Copy the fish-and-chips thread starting at "Use regular Idaho" and ending at "ncage1974 (Mar 30, 2007)", substituting "russet potatoes" for "Idaho potatoes".

Extract
......
As far as the chips go, find symetrical russet pottoes, peel, and cut into strips the length of the potato, about 1/2 inch by 1/2 inch thick. Deep fry at 330F until cooked through, then remove from oil and allow to cool. Reset oil temperature to 375 F, then refry cooled potatoes until golden brown.


----------



## college_cook (Mar 30, 2007)

Use regular Idaho potatoes for your chips.  I like to cut mine about 1/2 an inch wide, and about 1/8 - 1/4 of an inch thick.  You're going to blanch them in 250 degree oil so that the outside doesn't crisp but the inside cooks through.  Let  them cool, and prepare your fish in the meantime.  To finish your fries, cook them in 350 degree oil until crispy.


----------



## ncage1974 (Mar 30, 2007)

*my first attempt*

Here it is:







So what do you guys think? Did i do alright. I found out good cod was really hard to find around here. We have some specialized fish chops but i didn't go there. Anyways i went to a bigger grocery store here that is known to have things that most of the other stores don't have. I did find fresh cold fillets but they were $8.00 a pound...i was like WOW. I might as well ordered lobster. Anyways i did buy it because i didn't want my attempt to be screwed by the fact that i had bad fish. I kind of used a combination of recipes: Part AB Recipe, Part Tyler Florence, and part of a recipe i found on recipezaar. I used mostly guidlines from AB recipe but i used coating the fish in rice flour from tyler and i added malt vinegar to the batter like the recipe on recipezaar called for.
......
Data items
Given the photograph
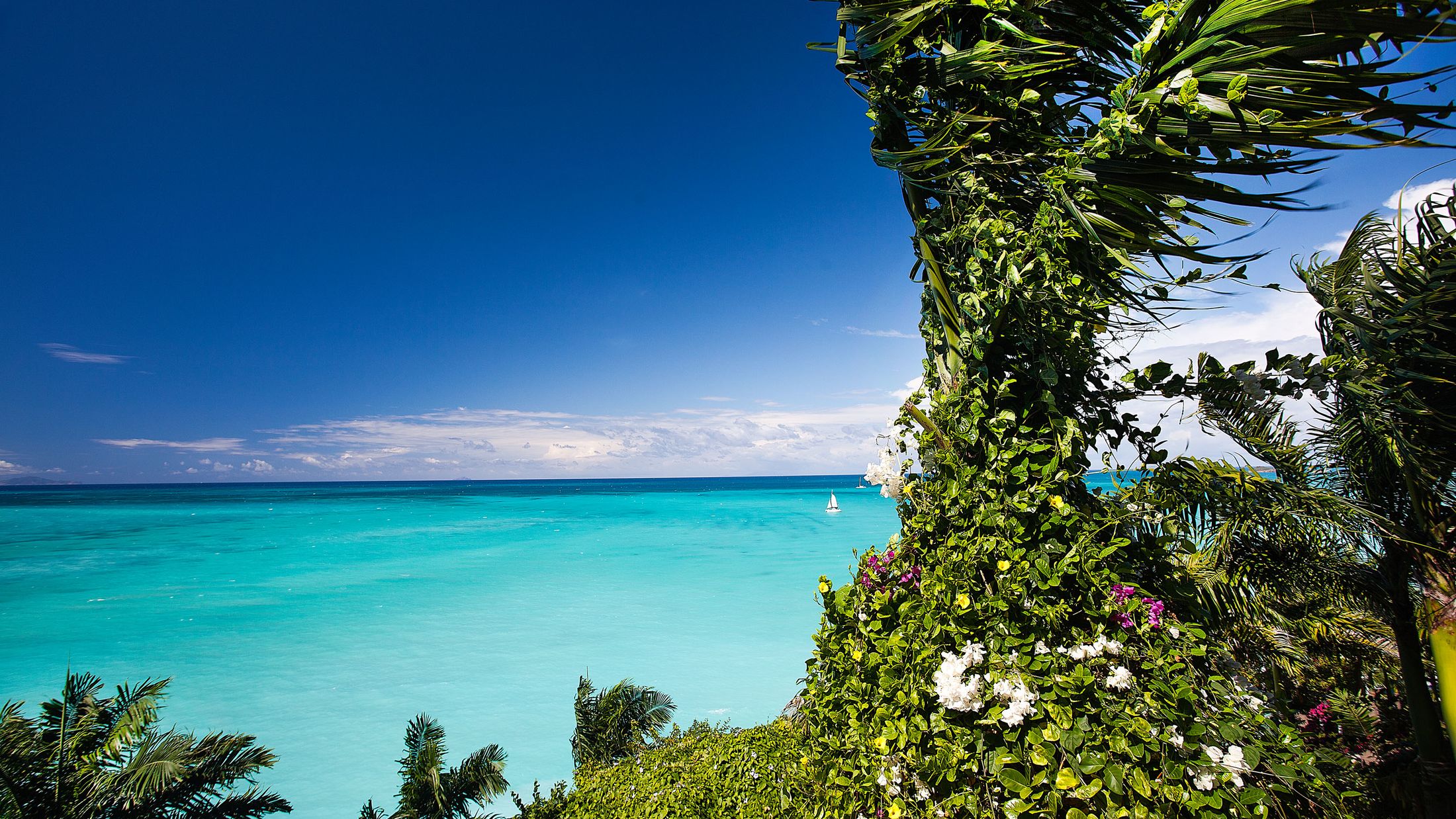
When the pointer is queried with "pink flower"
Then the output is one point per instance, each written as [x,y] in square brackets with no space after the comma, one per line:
[1155,611]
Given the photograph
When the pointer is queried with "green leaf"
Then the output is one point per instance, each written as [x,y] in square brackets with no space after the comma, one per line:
[1139,780]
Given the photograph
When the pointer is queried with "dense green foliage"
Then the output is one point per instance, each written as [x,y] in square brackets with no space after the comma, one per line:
[704,773]
[1013,649]
[1342,535]
[91,757]
[616,722]
[428,791]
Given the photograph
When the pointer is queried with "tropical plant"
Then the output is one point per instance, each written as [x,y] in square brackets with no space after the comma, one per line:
[428,791]
[1388,318]
[1363,498]
[91,757]
[1002,655]
[616,722]
[551,806]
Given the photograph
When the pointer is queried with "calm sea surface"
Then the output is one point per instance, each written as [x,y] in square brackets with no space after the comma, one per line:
[322,617]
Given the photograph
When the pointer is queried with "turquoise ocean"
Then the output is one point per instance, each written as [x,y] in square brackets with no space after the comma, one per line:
[322,617]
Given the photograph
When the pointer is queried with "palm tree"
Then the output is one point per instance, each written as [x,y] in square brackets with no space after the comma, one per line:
[616,722]
[428,791]
[1053,155]
[1360,513]
[93,757]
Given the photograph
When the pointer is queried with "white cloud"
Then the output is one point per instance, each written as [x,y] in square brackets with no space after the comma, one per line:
[880,333]
[543,444]
[1402,206]
[1246,331]
[1251,325]
[911,388]
[1406,200]
[205,445]
[68,353]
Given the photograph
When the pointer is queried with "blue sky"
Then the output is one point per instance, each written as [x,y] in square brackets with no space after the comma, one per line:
[340,240]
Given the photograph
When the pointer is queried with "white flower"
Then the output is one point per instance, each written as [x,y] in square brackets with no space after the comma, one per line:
[1017,712]
[886,474]
[952,689]
[1120,678]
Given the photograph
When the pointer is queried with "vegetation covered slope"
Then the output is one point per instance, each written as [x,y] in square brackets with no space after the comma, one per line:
[1009,652]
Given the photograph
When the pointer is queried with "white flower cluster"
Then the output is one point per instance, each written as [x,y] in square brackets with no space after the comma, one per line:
[1231,759]
[1120,678]
[886,474]
[1018,701]
[891,779]
[963,693]
[1094,649]
[952,687]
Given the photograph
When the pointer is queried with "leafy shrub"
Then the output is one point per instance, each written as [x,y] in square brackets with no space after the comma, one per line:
[1014,651]
[707,771]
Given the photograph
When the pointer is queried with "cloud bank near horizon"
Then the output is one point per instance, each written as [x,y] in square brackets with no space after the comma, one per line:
[504,444]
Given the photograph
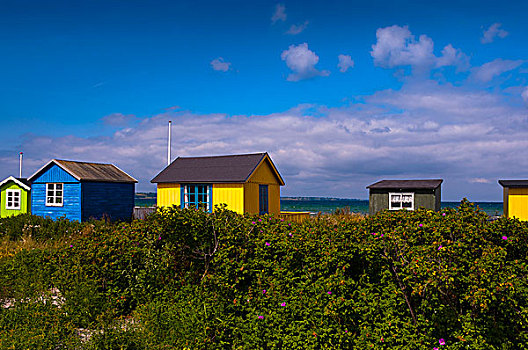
......
Expected answer
Use regular russet potatoes for your chips.  I like to cut mine about 1/2 an inch wide, and about 1/8 - 1/4 of an inch thick.  You're going to blanch them in 250 degree oil so that the outside doesn't crisp but the inside cooks through.  Let  them cool, and prepare your fish in the meantime.  To finish your fries, cook them in 350 degree oil until crispy.


----------



## ncage1974 (Mar 30, 2007)